Actividades ▸
- A) Resume en dos oraciones el relato sobre Huamachuco.
- B) En el relato sobre Huamachuco, ¿por cuánto tiempo dijo el señor Cisneros que la mula de carga había quedado inutilizada?
- C) Prosigue el relato sobre Huamachuco a partir de su última oración.

Texto de estudio ▸
○ ○ ○ ○
Al entrar en las calles de la ciudad de Huamachuco se advierte que los habitantes sacan de su sitio las piedras mejor labradas de Viracochapampa y las emplean en la construcción de las paredes de sus casas. Se ve también una gran cantidad de ellas, ya sea en los bordes de la acera que rodea el atrío, ya sea como zócalo de las columnas de madera que sostienen el techo inclinado de su veranda.
Llegado hacía el atardecer fuí a solicitar hospitalidad al señor Manuel Cisneros, anciano venerable y jefe de la principal familia de la provincia. Fuí recibido cordialmente por mi huésped, quien tomo cuidado, como quiere la hospitalidad bien entendida, primero de los animales, y después de su dueño. Mi mula de carga tenía el lomo ensangrentado, y daba lástima. El señor Cisneros me dijo que había quedado inutilizada por dos o tres meses al menos. Se hizo que la vendara un curioso, es decir un señor que no entiende de tales cosas más que cualquier otro, pero que se hace pagar por su trabajo y su talento.
Entretanto se había preparado la comida. El señor Cisneros presidío la mesa con una gravedad patriarcal, preguntando mientras me servía el chupe y el puchero, cual era el fin de mi viaje. Después de mis explicaciones, dijo que yo tenía mucho que ver en la zona. Se había enterado de que yo había dado un remedio contra la fiebre a una pariente suya en Cajabamba, y me estaba muy agradecido por ello. Se trataba aún de los mismos cinco gramos de quinina que me habían valido ya una hospitalidad tan encantadora en Cajabamba. Puso a su hijo a mis ordenes. Sería el quien me guiaría en las ruinas antiguas, de las que había dos grupos cerca de la ciudad y restos en la ciudad misma.
Después de la comida, que me supo deliciosa por las promesas que la sazonaron, nos instalamos en el umbral de la puerta, fumando los singulares cigarrillos del país, cuyo tabaco, negro como la pez, es enrollado en un papel que tiene la consistencia de la cartulina. Tuve allí, durante esa velada, una impresión imborrable de la vida apacible de un rico morador de las ciudades de la Sierra.
○ ○ ○ ○
Listado de filas ▸

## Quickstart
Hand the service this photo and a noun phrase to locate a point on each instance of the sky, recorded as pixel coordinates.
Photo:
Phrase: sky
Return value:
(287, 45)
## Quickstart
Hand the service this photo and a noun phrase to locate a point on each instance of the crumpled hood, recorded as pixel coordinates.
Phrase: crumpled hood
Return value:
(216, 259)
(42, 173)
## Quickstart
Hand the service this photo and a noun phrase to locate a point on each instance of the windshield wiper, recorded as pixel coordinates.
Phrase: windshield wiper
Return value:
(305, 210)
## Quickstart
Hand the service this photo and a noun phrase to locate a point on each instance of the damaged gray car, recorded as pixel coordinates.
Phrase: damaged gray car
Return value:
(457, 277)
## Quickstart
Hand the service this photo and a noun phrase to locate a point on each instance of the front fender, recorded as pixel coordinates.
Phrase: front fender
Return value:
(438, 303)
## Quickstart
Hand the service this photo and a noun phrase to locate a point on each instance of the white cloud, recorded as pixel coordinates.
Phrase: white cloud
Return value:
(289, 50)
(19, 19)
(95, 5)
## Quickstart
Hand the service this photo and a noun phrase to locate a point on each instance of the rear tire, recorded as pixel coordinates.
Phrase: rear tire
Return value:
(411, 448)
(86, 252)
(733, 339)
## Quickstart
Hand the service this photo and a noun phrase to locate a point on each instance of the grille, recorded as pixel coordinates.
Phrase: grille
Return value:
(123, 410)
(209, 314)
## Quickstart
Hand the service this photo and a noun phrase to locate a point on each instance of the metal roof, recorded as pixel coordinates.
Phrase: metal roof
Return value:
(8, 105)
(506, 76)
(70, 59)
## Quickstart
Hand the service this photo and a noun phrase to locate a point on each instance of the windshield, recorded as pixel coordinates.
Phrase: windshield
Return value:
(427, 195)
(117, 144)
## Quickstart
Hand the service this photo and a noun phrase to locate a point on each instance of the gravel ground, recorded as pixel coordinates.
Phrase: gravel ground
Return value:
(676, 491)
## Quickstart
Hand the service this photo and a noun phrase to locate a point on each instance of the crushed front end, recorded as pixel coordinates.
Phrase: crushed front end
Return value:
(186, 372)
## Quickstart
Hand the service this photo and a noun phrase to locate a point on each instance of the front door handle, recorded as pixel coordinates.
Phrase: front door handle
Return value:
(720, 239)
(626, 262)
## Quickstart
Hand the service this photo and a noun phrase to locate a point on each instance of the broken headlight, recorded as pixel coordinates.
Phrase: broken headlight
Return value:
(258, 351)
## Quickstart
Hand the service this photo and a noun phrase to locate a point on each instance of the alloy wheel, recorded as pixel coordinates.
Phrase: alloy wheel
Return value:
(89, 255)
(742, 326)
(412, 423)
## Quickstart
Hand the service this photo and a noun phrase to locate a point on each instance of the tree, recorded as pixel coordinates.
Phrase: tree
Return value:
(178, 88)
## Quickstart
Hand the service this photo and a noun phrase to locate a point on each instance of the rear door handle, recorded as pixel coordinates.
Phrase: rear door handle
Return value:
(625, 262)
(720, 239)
○ ○ ○ ○
Soluciones del ejercicio ▸
- A) Al llegar a Huamachuco, quien narra observa que los habitantes usan piedras labradas de Viracochapampa en sus casas y recibe hospitalidad del señor Manuel Cisneros, que hace vendar la mula de carga herida. Durante la comida, Cisneros, agradecido por la quinina dada a una pariente suya en Cajabamba, ofrece a su hijo como guía por las ruinas antiguas, y la velada concluye fumando cigarrillos del país en el umbral de la puerta.

- B) Por dos o tres meses al menos.

- C)
En medio del patio rodeado por una galería mis animales pastaban alfalfa, la sabrosa alfalfa de la cordillera. La patrona, mujer del propietario, y sus dos hijas, cosían bajo una puerta con los últimos resplandores del día. Una india cocía en un brasero la comida de los criados mientras que otra tejía, sentada en la veranda.
Al otro lado de la puerta cochera, abierta de par en par, se veía pasar por la calle a algunos arrieros con mulas cargadas de mercancías de la costa, a cambio de productos de la Sierra, y las esquilas resonaban alegremente en medio de los gritos e interjecciones de los conductores. Indias cargadas de leña, criadas con grandes ánforas de agua, seguidas de chicos traviesos, entraban en el patio.
En medio de todo ese movimiento y actividad se hizo escuchar el sonido de una campana. Era el ángelus. Hombres y mujeres se detuvieron al instante en su quehacer; la palabra comenzada expiró en los labios, y en un abrir y cerrar de ojos todos se prostemaron; sólo se quedó de pie, con la cabeza descubierta e inclinada, el señor Cisneros. No se oía más que el ruido de las quijadas activas de mis animales, los que, sorprendidos por el silencio, enderezaron las orejas.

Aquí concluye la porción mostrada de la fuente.